本文抜粋 |
●二度ビックリのデュークのピアノ

デューク・エリントンのピアノは凄い!しかしデュークは、単なるピアニストではない。
デュークは作曲家であり、バンド(オーケストラというほうが、本当は相応しい)・リー
ダーである。したがってデュークの業績というのは、1920年代から活躍しているデューク
・エリントン・オーケストラのバンド・リーダーとしてのほうが有名である。デュークの
音楽を意識して聴いたことがない人でも、ビッグ・バンドの定番曲の一つである《A列車
で行こう》とか、フランシス・コッポラが作った映画の「コットン・クラブ」のテーマ曲
だった《ザ・ムーチェ》とか、ヴェンチャーズが演奏する《キャラヴァン》くらいは耳に
したことがあるだろう。しかし、そのようなデュークの業績について書くことが、今回の
エッセイの目的ではない。そんなバンド・リーダーであり作曲家のデュークのピアノ演奏
は、本当に凄いという話である。

練習問題 |
[a] 本文のうち、「デューク・エリントンのピアノは凄い!しかしデュークは、単なるピアニストではない。」を含む語句で始まり「は、本当に凄いという話である。」で終わる部分を、一字一句変えずにもう一度書き出してください。
[b] 下の行の中から「train」という文字列を含むものをすべて集め、そのまま書き写してください。大文字と小文字は区別します。

データ抜粋 |
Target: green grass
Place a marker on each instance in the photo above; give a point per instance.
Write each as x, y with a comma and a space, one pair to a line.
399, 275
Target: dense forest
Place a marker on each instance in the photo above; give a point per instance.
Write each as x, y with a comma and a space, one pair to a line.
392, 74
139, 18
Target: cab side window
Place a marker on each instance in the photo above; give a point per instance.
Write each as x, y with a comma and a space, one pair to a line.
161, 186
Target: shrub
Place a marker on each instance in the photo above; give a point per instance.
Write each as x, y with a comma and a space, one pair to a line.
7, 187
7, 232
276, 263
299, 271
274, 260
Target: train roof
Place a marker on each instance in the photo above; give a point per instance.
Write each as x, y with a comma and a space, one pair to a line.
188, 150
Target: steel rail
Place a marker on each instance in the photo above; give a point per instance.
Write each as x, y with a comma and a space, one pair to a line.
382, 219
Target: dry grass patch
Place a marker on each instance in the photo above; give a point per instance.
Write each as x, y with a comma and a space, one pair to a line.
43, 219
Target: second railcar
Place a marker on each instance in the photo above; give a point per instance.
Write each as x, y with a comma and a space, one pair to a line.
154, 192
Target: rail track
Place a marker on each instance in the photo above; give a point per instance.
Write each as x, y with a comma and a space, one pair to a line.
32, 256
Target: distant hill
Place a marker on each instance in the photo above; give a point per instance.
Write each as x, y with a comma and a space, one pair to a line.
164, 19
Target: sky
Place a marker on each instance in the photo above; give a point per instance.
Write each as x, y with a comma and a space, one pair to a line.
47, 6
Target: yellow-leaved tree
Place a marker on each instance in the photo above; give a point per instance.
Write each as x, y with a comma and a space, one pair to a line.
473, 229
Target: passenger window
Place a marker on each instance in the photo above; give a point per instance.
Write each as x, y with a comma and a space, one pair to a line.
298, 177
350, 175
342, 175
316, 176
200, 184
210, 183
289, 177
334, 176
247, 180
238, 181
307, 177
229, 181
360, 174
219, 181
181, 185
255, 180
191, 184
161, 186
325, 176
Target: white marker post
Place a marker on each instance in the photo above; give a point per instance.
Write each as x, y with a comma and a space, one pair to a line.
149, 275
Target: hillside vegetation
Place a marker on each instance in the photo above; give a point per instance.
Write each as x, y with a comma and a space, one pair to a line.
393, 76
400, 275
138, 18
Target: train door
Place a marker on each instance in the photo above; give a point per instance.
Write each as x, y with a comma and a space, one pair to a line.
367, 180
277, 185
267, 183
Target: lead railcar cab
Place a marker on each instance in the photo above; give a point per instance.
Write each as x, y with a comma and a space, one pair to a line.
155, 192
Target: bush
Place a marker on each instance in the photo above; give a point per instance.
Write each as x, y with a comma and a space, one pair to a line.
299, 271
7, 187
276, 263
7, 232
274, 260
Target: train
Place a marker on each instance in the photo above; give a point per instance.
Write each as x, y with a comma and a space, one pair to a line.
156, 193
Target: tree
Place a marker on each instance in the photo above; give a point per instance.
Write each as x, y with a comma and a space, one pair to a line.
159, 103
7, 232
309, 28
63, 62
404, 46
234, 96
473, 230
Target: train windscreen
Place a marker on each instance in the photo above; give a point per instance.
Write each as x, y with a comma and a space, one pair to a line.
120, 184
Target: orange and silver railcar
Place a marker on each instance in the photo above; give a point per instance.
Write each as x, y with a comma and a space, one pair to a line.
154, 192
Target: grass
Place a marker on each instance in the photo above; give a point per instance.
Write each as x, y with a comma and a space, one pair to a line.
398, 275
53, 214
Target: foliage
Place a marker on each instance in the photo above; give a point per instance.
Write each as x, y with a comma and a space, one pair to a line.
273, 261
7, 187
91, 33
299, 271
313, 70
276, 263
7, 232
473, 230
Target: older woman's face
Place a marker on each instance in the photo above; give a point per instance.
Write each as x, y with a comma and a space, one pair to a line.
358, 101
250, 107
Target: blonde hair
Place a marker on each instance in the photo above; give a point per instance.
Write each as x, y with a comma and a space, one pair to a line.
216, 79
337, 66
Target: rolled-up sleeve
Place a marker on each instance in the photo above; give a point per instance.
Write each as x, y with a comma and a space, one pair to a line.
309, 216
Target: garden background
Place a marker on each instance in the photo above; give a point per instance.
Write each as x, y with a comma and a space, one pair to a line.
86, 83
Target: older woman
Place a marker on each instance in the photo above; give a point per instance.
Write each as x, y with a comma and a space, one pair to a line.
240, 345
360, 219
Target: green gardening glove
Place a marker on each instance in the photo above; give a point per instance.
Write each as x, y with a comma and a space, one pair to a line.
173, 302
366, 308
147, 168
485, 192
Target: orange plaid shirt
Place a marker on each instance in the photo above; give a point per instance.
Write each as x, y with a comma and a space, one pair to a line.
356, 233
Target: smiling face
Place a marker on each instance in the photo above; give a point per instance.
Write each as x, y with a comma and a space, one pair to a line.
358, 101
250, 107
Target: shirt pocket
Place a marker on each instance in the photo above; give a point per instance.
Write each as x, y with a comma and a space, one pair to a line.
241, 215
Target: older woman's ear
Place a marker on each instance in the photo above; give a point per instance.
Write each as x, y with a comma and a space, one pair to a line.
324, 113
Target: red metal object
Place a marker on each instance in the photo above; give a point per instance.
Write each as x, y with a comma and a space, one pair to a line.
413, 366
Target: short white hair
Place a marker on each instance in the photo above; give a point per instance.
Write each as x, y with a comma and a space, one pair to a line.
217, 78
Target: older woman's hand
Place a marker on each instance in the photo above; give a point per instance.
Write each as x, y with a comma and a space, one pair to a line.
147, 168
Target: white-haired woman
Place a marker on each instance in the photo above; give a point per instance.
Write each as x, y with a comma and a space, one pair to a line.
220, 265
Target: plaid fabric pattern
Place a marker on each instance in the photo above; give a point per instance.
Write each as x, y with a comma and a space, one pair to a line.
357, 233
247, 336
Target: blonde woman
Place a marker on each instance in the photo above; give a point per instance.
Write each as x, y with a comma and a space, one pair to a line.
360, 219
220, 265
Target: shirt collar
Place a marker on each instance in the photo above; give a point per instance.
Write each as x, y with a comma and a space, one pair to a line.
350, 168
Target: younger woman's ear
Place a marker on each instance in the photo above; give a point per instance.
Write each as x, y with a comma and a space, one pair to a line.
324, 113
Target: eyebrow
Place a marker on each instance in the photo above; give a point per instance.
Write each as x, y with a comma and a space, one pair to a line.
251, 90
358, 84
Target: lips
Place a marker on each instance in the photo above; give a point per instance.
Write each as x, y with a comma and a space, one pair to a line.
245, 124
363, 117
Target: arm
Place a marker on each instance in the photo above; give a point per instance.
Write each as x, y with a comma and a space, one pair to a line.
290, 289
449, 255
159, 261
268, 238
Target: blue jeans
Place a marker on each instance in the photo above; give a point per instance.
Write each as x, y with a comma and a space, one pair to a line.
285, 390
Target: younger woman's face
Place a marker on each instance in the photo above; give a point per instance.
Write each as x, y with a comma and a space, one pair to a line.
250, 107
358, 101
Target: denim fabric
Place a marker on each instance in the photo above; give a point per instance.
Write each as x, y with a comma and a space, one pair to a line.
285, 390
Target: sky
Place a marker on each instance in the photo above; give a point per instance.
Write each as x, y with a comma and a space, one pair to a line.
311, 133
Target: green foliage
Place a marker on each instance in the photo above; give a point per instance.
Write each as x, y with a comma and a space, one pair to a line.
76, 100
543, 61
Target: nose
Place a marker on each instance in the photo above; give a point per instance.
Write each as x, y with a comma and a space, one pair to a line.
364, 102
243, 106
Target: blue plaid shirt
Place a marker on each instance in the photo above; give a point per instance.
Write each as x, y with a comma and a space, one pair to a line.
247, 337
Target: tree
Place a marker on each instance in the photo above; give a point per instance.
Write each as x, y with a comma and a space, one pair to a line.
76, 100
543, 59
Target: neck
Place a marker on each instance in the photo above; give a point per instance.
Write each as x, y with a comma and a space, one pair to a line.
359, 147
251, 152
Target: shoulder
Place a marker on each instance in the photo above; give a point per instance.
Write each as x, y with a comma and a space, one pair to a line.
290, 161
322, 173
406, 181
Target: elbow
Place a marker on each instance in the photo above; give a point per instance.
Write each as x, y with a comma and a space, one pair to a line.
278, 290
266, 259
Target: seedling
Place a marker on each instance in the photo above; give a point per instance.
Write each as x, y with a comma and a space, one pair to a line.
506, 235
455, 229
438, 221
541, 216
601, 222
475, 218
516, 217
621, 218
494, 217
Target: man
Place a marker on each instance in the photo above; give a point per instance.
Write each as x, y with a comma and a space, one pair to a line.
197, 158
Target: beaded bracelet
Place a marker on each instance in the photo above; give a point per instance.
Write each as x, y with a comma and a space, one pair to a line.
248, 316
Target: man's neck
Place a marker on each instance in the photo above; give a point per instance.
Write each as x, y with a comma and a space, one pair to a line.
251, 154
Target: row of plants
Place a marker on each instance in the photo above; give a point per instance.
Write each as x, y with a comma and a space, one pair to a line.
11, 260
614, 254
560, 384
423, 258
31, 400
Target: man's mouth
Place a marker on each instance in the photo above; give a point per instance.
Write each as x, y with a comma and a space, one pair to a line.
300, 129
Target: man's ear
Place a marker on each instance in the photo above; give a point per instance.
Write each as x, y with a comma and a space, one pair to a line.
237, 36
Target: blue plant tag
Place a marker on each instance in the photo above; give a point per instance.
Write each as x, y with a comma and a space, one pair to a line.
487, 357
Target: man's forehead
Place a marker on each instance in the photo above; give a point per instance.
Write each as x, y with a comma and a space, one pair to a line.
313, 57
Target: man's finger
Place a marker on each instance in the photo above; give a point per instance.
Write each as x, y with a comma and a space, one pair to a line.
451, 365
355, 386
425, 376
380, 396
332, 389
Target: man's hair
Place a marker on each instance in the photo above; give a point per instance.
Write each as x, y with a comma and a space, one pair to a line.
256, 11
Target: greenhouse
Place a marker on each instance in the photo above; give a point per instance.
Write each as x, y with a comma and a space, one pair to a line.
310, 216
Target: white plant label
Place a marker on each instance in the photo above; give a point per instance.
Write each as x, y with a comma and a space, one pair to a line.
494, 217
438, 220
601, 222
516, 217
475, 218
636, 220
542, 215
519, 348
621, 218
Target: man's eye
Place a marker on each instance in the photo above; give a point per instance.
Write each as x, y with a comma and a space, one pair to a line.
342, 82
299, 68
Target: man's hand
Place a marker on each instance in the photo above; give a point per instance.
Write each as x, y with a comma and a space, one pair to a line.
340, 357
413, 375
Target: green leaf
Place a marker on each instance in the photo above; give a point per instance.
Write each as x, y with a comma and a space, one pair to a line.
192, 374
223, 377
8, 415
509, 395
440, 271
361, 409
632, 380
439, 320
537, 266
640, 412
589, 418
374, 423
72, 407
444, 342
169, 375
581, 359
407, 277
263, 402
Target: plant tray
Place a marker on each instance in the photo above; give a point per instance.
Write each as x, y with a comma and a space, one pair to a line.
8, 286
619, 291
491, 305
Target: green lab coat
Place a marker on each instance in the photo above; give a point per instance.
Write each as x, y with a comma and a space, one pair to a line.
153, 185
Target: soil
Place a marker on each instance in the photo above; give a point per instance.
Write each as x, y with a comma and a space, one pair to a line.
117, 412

解答 |
[a]
デューク・エリントンのピアノは凄い!しかしデュークは、単なるピアニストではない。
デュークは作曲家であり、バンド(オーケストラというほうが、本当は相応しい)・リー
ダーである。したがってデュークの業績というのは、1920年代から活躍しているデューク
・エリントン・オーケストラのバンド・リーダーとしてのほうが有名である。デュークの
音楽を意識して聴いたことがない人でも、ビッグ・バンドの定番曲の一つである《A列車
で行こう》とか、フランシス・コッポラが作った映画の「コットン・クラブ」のテーマ曲
だった《ザ・ムーチェ》とか、ヴェンチャーズが演奏する《キャラヴァン》くらいは耳に
したことがあるだろう。しかし、そのようなデュークの業績について書くことが、今回の
エッセイの目的ではない。そんなバンド・リーダーであり作曲家のデュークのピアノ演奏
は、本当に凄いという話である。

[b]
Target: train roof
Target: train door
Target: train
Target: train windscreen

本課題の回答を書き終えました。